#### EXERCISE PROMPT:
Collect every line of the material below that contains the word "green", and copy each such line in full.

#### EXERCISE INPUT:
BEGIN

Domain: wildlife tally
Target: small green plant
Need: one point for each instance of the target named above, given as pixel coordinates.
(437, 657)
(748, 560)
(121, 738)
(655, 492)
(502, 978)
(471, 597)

END
BEGIN

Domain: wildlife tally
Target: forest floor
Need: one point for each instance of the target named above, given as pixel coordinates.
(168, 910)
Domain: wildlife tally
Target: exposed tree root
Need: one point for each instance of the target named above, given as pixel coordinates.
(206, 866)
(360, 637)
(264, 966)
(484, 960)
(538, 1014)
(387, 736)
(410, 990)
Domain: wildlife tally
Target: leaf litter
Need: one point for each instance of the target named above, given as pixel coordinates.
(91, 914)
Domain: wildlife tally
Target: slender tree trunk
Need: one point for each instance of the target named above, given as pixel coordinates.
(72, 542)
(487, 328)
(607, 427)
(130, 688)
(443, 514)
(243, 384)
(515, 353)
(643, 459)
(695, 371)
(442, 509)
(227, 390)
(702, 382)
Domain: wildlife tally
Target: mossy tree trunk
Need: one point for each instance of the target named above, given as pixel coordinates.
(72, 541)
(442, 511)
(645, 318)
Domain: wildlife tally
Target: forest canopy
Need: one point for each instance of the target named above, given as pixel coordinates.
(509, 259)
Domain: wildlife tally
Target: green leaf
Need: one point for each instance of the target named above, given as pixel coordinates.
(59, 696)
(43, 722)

END
BEGIN

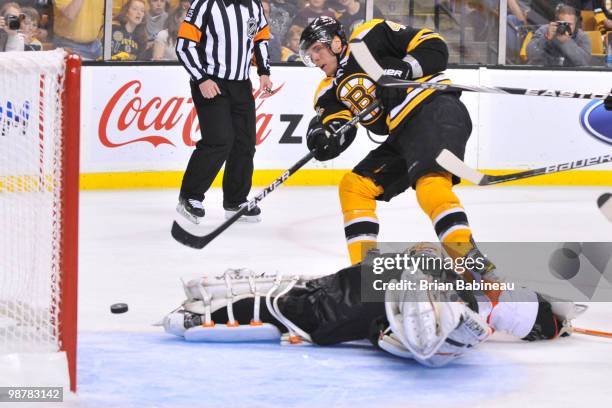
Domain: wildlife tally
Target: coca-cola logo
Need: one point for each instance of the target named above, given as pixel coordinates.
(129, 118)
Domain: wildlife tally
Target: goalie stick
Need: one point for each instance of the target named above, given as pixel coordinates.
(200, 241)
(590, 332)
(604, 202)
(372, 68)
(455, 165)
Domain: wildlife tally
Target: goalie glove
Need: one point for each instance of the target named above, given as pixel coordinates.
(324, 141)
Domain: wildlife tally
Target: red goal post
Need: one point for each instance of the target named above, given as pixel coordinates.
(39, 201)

END

#### TASK RESULT:
Target: small green plant
Target: green leaf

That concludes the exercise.